Point-per-instance localization data:

────────────────────

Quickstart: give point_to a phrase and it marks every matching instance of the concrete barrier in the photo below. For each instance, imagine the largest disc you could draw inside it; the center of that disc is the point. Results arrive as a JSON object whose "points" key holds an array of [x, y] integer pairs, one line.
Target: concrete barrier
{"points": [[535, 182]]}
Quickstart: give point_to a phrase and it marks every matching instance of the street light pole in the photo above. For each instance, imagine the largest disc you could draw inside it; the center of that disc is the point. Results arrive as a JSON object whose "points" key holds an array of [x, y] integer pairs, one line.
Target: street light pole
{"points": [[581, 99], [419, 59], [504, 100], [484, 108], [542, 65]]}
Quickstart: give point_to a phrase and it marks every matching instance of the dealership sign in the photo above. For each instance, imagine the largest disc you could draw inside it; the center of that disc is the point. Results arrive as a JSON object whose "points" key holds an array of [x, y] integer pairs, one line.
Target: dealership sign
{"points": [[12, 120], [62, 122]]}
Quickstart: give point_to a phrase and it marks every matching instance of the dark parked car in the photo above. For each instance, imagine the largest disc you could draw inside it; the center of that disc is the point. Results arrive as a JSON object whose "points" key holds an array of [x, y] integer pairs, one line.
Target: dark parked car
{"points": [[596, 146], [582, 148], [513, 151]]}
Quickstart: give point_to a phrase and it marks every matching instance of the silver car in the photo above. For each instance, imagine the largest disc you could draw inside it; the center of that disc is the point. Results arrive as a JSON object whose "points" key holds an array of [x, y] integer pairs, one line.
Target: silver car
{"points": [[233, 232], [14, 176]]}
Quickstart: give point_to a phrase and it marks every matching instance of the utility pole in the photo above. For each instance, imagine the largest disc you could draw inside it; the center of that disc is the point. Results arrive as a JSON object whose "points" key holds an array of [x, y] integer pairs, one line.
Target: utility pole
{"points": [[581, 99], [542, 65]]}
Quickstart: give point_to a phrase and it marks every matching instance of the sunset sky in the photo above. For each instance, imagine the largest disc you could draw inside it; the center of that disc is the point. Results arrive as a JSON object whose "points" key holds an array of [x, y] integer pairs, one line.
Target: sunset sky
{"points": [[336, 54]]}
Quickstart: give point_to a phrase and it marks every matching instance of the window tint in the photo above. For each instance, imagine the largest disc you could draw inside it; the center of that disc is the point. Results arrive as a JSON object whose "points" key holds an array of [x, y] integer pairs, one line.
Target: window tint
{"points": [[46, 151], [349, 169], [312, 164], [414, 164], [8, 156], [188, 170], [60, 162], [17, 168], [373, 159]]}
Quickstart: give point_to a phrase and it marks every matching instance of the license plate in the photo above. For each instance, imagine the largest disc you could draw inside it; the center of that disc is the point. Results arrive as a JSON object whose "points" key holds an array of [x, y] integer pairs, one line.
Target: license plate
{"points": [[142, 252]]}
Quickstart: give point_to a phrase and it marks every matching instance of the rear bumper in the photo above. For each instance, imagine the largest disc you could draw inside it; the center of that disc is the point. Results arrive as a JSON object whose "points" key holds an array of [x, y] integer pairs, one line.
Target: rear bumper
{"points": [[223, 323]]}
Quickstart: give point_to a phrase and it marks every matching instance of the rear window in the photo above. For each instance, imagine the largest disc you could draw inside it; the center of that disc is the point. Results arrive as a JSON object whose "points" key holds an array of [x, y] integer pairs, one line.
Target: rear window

────────────────────

Exercise goal =>
Please repeat every record above word for word.

Response =>
Quickstart: give point_to a phrase and it marks every matching instance of the concrete barrier in the photo below. For each instance, imagine the largest disc you could draw inside it; the center of that disc is the point. Results arrive as a JSON object whose "points" key holds an array of [x, y] integer pairs, one line.
Target: concrete barrier
{"points": [[535, 182]]}
Quickstart: give point_to a phrase and it marks every matching instance of the street light pole in the photo above. For each instance, imagine the largest disc you could draw inside it; the center of that disc is the point. Results arrive as a JSON object whose "points" key holds an array of [x, y] integer pairs, one line.
Target: street light pole
{"points": [[581, 99], [419, 59], [504, 100], [484, 108], [542, 65]]}
Quickstart: give point_to a phrase and it marks every matching instance of the dealership sign in the photo above. For each instance, imagine the largest disc you could draw inside it; the center of that disc is the point. Results arrive as a JSON object whose "points" key holds an array of [x, y] integer pairs, one line.
Target: dealership sign
{"points": [[12, 120], [62, 122]]}
Quickstart: give point_to a phrase and it marks every matching instance of the dark parked car in the photo above. For each instance, imagine the largest disc you could draw inside it; the center of that disc is the point. Results arrive as a JSON object whose "points" key holds an array of [x, y] integer pairs, one line.
Target: dark parked car
{"points": [[596, 146], [582, 148], [513, 151]]}
Quickstart: give point_to a phrase and it marks every matching instance of the silver car in the photo above. For each instance, imagine the largest disc you could draw inside it; the center of that disc is the point. Results arrive as a JSON object whose "points" key holds an array of [x, y] integer pairs, one line.
Target: silver car
{"points": [[233, 232], [14, 176]]}
Quickstart: give point_to a phrase and it marks every matching instance of the utility pole in the photo above. For each instance, imagine the largest disc you could draw inside it; the center of that disc is the point. Results arrive as a JSON object whose "points" key holds an array of [x, y] integer pairs, one line.
Target: utility pole
{"points": [[581, 99], [542, 65]]}
Quickstart: give point_to a phrase and it marks every matching instance of the sunset sky in the photo above. For each instance, imagine the largest disc you could draw inside it; the center of that disc is the point. Results arrive as a JSON object whose "points" key holds an array of [x, y] integer pairs, one line.
Target: sunset sky
{"points": [[336, 54]]}
Quickstart: give point_to a phrase and it marks every matching instance of the window tint in the photo above. For each instance, imagine the largest disc you could draw inside it; the center of that disc is the point. Results arrive as a JSON object whose "points" key holds an array of [x, y] integer pairs, one line.
Target: window tint
{"points": [[46, 151], [349, 169], [312, 164], [414, 164], [8, 156], [188, 170], [60, 162], [17, 168], [373, 159]]}
Quickstart: give point_to a phrase and it marks every matching instance of the license plate in the photo above. For each instance, imagine the largest disc you could draw inside it; the center of that disc is the point. Results arrive as a JSON object whose "points" key holds an array of [x, y] integer pairs, one line.
Target: license plate
{"points": [[142, 252]]}
Quickstart: give point_to a phrase and it marks every matching instance of the rear bumper in the photo above. For each instance, imagine the largest disc you could draw inside it; the center of that disc is the point. Results arrive as a JSON object whose "points" key holds an array of [x, y] integer pairs, one line.
Target: rear bumper
{"points": [[223, 323]]}
Quickstart: give point_to a phrase and it marks every matching instance of the rear window in the photo above. For each instance, imagine the largest disc you could draw inside it; the center of that disc is the point. Results arrive as a JSON object whose "points" key holds an array of [x, y] integer pairs, one line.
Target: rear window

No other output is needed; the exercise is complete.